======== Listed entries ========

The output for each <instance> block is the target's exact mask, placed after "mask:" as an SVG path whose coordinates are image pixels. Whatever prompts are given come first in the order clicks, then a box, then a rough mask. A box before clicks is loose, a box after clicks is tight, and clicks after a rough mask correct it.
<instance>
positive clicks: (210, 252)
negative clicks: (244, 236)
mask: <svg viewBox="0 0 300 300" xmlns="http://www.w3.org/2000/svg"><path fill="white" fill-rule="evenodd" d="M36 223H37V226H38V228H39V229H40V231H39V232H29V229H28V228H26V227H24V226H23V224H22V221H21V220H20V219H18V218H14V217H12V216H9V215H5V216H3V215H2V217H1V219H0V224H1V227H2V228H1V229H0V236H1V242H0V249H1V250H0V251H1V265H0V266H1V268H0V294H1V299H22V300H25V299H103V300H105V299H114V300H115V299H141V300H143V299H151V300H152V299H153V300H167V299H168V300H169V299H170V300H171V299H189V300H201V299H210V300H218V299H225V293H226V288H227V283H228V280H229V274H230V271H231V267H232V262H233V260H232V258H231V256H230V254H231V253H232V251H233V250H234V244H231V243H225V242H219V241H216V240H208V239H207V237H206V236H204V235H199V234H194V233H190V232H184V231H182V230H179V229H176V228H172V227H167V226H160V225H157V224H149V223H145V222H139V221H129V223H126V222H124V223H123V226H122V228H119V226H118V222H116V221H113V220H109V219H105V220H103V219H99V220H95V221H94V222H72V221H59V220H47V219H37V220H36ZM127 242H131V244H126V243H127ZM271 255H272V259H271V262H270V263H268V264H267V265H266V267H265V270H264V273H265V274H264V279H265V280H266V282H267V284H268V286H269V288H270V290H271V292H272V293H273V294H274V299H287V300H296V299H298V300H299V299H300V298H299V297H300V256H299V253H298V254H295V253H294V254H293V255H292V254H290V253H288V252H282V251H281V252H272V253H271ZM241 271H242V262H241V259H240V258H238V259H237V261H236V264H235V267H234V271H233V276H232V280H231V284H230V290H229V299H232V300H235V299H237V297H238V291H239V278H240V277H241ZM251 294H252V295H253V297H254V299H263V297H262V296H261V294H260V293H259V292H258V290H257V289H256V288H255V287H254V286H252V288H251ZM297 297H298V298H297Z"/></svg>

========

### Your task
Your task is to print all of the records exactly.

### Output for this exercise
The output for each <instance> block is the target's exact mask, placed after "mask:" as an SVG path whose coordinates are image pixels. Whatever prompts are given come first in the order clicks, then a box, then a rough mask. A box before clicks is loose, a box after clicks is tight, and clicks after a rough mask correct it.
<instance>
positive clicks: (210, 252)
negative clicks: (244, 236)
mask: <svg viewBox="0 0 300 300" xmlns="http://www.w3.org/2000/svg"><path fill="white" fill-rule="evenodd" d="M36 223H37V226H38V228H39V229H40V231H39V232H29V229H28V228H26V227H24V226H23V224H22V221H21V220H20V219H18V218H14V217H12V216H9V215H5V216H3V215H2V217H1V219H0V224H1V227H2V228H1V229H0V236H1V242H0V249H1V250H0V251H1V265H0V266H1V268H0V294H1V299H22V300H25V299H103V300H105V299H114V300H115V299H141V300H143V299H151V300H152V299H153V300H167V299H168V300H169V299H170V300H171V299H189V300H201V299H210V300H218V299H225V293H226V288H227V283H228V280H229V274H230V271H231V267H232V262H233V260H232V258H231V256H230V254H231V253H232V251H233V250H234V244H231V243H225V242H219V241H216V240H208V239H207V237H206V236H204V235H199V234H194V233H190V232H184V231H182V230H179V229H176V228H172V227H167V226H160V225H157V224H149V223H145V222H139V221H129V223H126V222H124V223H123V226H122V228H119V226H118V222H116V221H113V220H109V219H105V220H103V219H99V220H95V221H94V222H72V221H59V220H47V219H37V220H36ZM127 242H131V244H126V243H127ZM271 255H272V259H271V262H270V263H268V264H267V265H266V267H265V270H264V273H265V274H264V279H265V280H266V282H267V284H268V286H269V288H270V290H271V292H272V293H273V294H274V299H287V300H296V299H298V300H299V299H300V298H299V297H300V256H299V253H298V254H295V253H294V254H293V255H292V254H290V253H288V252H282V251H281V252H272V253H271ZM241 271H242V262H241V259H240V258H238V259H237V261H236V264H235V267H234V271H233V276H232V280H231V284H230V290H229V299H232V300H235V299H237V297H238V291H239V278H240V277H241ZM251 294H252V295H253V297H254V299H263V297H262V296H261V294H260V293H259V292H258V290H257V289H256V288H255V287H254V286H252V288H251ZM297 297H298V298H297Z"/></svg>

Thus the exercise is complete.